**** DATASET RECORDS

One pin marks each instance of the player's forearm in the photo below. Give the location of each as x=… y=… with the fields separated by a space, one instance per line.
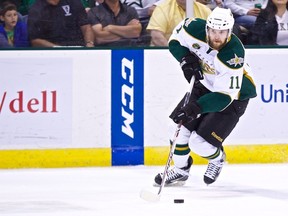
x=106 y=37
x=128 y=31
x=158 y=38
x=42 y=43
x=88 y=35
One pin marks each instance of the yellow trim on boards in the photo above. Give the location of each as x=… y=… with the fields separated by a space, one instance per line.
x=277 y=153
x=153 y=156
x=55 y=158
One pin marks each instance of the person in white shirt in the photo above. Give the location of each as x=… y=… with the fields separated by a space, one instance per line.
x=245 y=12
x=271 y=26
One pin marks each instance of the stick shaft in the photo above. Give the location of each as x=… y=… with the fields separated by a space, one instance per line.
x=172 y=148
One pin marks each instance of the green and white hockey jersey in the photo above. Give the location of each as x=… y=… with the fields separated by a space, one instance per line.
x=226 y=73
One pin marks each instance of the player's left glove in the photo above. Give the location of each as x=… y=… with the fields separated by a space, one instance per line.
x=190 y=65
x=187 y=113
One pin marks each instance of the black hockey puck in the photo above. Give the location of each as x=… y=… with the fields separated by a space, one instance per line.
x=178 y=200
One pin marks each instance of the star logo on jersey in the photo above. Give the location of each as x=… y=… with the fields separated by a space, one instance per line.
x=196 y=46
x=236 y=61
x=66 y=9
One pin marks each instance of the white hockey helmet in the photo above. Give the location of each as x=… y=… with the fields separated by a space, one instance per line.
x=220 y=19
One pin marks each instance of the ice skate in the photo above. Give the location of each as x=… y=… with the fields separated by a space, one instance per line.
x=213 y=170
x=175 y=176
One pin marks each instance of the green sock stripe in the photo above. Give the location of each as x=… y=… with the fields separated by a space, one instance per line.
x=182 y=149
x=216 y=154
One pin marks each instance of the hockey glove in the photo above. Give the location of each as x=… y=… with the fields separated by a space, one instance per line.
x=191 y=66
x=187 y=113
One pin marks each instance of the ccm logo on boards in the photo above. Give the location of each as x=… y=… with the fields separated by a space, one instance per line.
x=127 y=96
x=45 y=103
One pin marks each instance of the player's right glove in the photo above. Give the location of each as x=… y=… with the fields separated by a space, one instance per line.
x=187 y=113
x=191 y=66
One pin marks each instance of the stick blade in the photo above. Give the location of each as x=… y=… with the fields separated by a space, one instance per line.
x=149 y=196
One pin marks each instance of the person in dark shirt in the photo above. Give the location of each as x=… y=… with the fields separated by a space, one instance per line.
x=59 y=23
x=13 y=32
x=115 y=24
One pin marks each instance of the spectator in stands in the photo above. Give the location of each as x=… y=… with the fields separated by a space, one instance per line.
x=13 y=32
x=17 y=3
x=115 y=24
x=167 y=15
x=88 y=4
x=244 y=11
x=212 y=3
x=271 y=26
x=143 y=9
x=59 y=23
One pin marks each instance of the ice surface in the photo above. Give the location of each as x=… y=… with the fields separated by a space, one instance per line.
x=112 y=191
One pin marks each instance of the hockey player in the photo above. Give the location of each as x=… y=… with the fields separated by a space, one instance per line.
x=211 y=53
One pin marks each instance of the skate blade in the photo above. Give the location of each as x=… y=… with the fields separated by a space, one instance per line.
x=149 y=196
x=174 y=184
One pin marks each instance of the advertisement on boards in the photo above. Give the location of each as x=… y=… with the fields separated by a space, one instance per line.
x=35 y=103
x=127 y=107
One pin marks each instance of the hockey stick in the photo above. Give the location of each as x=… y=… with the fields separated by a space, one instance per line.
x=147 y=195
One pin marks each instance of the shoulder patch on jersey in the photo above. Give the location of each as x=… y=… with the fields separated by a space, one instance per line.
x=196 y=28
x=235 y=61
x=233 y=54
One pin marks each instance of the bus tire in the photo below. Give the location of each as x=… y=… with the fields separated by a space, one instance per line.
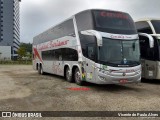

********

Please convert the entries above, from the line with "One pin marks each instance of the spectator" through the end of the entries, into a JSON list of strings with one string per line. Skip blank lines and leave the pictures out.

▶ **COMPLETE OUTPUT**:
[
  "One pin marks each instance of the spectator in stands in the photo above. Give the location of each as x=… y=… with the fields separated by a space, one instance per line.",
  "x=13 y=32",
  "x=17 y=3",
  "x=115 y=24",
  "x=167 y=15",
  "x=88 y=4",
  "x=244 y=11",
  "x=212 y=3",
  "x=271 y=26",
  "x=143 y=9",
  "x=59 y=23",
  "One pin marks each instance of the ice surface in the photo above. Give the location of each as x=… y=… with the fields separated by a space, one instance per line.",
  "x=112 y=191",
  "One pin marks each instance of the hockey player in the photo above. Give the location of each as x=… y=… with the fields separated by a space, one instance per line.",
  "x=211 y=53",
  "One pin marks each instance of the skate blade in the photo above. Give the location of each as x=… y=… with the fields separated by a space, one instance per line.",
  "x=149 y=196",
  "x=174 y=184",
  "One pin marks each instance of the advertisement on boards in the photo above. Give the location of each as x=… y=… with the fields separated by a space, one instance per line.",
  "x=35 y=103",
  "x=127 y=107",
  "One pin marks each instance of the hockey stick in the photo above. Give the location of each as x=… y=… with the fields separated by a space, one instance per line.",
  "x=147 y=195",
  "One pin marks each instance of the shoulder patch on jersey in the photo above. Give the location of each as x=… y=… with the fields separated by a space, one instance per line.",
  "x=196 y=28",
  "x=235 y=61",
  "x=233 y=54",
  "One pin marks each instance of the bus tire in the photo below. Give the location of each as x=… y=… with the fields separated by a space, one instance per line."
]